---------- Listed entries
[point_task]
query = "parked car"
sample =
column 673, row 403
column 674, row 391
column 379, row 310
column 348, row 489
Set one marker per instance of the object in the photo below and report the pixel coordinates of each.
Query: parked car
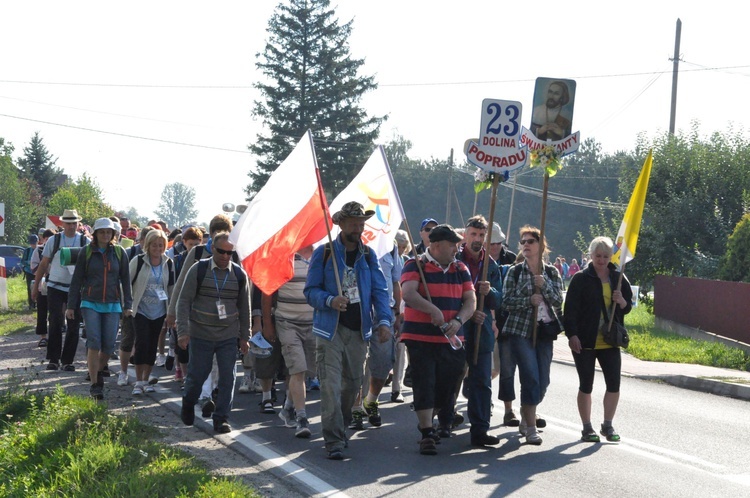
column 12, row 255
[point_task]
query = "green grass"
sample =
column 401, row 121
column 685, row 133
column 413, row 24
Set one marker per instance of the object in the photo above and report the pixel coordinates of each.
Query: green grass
column 652, row 344
column 62, row 445
column 18, row 317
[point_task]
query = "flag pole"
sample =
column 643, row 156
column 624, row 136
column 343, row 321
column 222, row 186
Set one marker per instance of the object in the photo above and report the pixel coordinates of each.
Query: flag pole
column 541, row 254
column 486, row 263
column 326, row 216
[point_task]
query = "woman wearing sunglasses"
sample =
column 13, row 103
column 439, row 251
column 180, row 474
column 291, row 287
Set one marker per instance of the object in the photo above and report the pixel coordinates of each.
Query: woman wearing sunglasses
column 532, row 296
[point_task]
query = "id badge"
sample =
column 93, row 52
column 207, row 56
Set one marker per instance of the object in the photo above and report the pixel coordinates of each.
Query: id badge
column 221, row 310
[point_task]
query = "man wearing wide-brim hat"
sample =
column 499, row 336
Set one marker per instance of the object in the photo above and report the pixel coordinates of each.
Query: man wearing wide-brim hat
column 58, row 284
column 343, row 321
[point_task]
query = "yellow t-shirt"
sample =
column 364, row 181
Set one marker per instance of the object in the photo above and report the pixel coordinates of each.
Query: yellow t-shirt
column 607, row 290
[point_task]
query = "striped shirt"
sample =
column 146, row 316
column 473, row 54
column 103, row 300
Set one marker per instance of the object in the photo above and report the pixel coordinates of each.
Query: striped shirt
column 446, row 291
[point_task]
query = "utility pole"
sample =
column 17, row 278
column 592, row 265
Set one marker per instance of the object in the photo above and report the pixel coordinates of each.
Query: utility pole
column 450, row 188
column 675, row 70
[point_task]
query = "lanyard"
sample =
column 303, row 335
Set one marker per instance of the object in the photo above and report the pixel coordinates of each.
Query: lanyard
column 157, row 277
column 216, row 282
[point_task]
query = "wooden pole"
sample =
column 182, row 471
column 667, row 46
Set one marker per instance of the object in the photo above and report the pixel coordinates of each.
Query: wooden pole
column 486, row 264
column 541, row 252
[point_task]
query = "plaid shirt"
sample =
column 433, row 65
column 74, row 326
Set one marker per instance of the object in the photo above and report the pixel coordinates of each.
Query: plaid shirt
column 517, row 298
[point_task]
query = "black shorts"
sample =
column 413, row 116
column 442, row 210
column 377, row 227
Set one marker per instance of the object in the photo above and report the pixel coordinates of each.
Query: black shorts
column 435, row 371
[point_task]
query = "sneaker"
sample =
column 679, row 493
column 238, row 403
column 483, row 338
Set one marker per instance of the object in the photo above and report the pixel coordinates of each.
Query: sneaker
column 96, row 391
column 427, row 446
column 533, row 437
column 484, row 440
column 358, row 420
column 267, row 407
column 335, row 454
column 187, row 414
column 247, row 385
column 288, row 417
column 208, row 408
column 510, row 419
column 122, row 378
column 610, row 434
column 590, row 436
column 373, row 414
column 222, row 427
column 303, row 428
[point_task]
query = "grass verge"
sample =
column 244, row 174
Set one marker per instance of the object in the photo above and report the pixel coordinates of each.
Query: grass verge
column 652, row 344
column 63, row 445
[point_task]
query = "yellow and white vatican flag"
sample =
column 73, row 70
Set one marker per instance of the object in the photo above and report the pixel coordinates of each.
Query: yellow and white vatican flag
column 373, row 187
column 627, row 236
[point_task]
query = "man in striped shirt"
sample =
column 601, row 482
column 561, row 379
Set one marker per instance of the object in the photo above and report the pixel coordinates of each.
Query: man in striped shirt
column 431, row 321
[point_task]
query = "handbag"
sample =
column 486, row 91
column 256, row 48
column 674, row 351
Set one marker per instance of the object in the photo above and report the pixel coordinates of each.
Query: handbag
column 616, row 335
column 548, row 331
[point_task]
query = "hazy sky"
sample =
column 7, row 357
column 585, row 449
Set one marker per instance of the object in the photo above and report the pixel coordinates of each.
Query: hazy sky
column 140, row 94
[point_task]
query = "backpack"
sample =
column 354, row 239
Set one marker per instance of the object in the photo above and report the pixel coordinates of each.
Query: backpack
column 203, row 269
column 140, row 263
column 56, row 244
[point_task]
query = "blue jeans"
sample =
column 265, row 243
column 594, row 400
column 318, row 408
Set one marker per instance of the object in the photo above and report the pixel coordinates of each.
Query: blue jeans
column 199, row 368
column 507, row 390
column 101, row 330
column 533, row 367
column 479, row 407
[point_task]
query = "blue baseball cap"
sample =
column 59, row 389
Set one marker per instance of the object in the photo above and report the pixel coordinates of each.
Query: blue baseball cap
column 426, row 221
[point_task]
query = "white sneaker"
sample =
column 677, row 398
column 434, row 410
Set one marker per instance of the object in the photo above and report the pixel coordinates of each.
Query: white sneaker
column 247, row 385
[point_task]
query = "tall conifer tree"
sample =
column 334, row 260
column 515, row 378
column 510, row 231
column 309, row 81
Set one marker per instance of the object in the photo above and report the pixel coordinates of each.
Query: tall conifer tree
column 312, row 82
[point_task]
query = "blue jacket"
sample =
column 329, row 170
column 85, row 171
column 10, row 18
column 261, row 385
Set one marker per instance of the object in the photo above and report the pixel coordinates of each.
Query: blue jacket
column 492, row 301
column 321, row 288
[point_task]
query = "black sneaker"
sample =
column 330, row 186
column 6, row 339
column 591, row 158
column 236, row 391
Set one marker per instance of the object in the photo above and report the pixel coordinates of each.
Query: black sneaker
column 484, row 440
column 187, row 414
column 373, row 414
column 208, row 408
column 222, row 427
column 96, row 391
column 303, row 428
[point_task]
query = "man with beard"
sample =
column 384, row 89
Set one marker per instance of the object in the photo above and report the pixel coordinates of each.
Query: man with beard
column 344, row 298
column 549, row 121
column 478, row 382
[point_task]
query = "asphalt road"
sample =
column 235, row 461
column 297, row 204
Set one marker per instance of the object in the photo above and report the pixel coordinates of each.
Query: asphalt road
column 674, row 443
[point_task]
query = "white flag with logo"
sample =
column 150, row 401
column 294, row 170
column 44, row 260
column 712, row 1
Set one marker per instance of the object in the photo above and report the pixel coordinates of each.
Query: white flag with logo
column 373, row 187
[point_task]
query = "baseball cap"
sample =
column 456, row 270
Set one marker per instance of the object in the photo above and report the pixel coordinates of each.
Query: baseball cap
column 426, row 221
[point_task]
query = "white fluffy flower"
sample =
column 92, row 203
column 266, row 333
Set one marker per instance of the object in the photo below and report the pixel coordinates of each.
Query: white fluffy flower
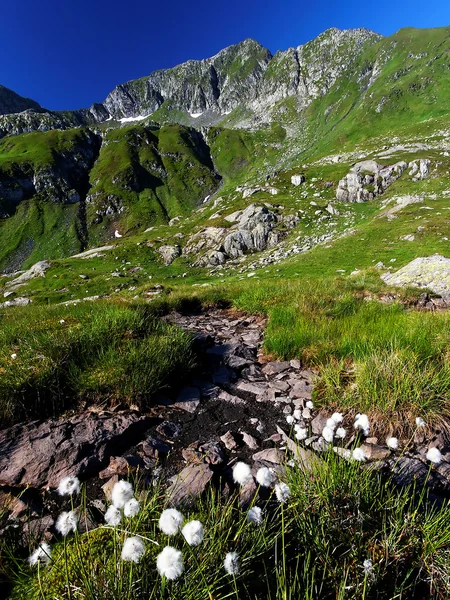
column 282, row 492
column 193, row 533
column 301, row 433
column 337, row 418
column 133, row 549
column 131, row 508
column 340, row 433
column 362, row 424
column 66, row 523
column 170, row 521
column 121, row 493
column 255, row 515
column 68, row 486
column 231, row 563
column 392, row 443
column 368, row 566
column 241, row 473
column 434, row 456
column 170, row 563
column 328, row 434
column 41, row 554
column 113, row 516
column 358, row 454
column 265, row 477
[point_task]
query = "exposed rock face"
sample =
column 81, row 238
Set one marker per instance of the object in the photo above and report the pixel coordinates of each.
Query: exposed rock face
column 40, row 454
column 253, row 231
column 368, row 179
column 432, row 272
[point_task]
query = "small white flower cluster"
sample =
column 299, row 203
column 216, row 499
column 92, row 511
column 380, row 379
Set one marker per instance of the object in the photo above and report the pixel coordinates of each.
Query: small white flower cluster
column 122, row 502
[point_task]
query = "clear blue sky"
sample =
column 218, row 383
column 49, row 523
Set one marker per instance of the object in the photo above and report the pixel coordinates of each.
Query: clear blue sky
column 67, row 54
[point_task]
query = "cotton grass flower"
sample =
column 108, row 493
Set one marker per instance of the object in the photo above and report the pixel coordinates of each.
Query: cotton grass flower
--------------------
What you will do: Look above for the line holding "Query: tall conifer tree" and the line holding "column 297, row 204", then output exactly those two lines and every line between them, nothing more.

Response to the task:
Query: tall conifer tree
column 312, row 82
[point_task]
query = "blue jacket"
sample =
column 329, row 170
column 85, row 171
column 10, row 18
column 261, row 385
Set one marker per instance of the object in the photo above and report the pixel coordinates of each.
Query: blue jacket
column 492, row 301
column 321, row 288
[point_task]
query = "black sneaker"
sample =
column 330, row 186
column 6, row 339
column 591, row 158
column 236, row 391
Set one marker per instance of the object in the photo above and report the pixel coordinates of each.
Query: black sneaker
column 484, row 440
column 187, row 414
column 373, row 414
column 208, row 408
column 222, row 427
column 96, row 391
column 303, row 428
[point_task]
query = "man with beard"
sample =
column 384, row 89
Set one marker per instance of the object in the photo above and report the pixel coordinates of each.
Query: man with beard
column 344, row 298
column 549, row 121
column 478, row 382
[point_task]
query = "asphalt road"
sample =
column 235, row 461
column 297, row 204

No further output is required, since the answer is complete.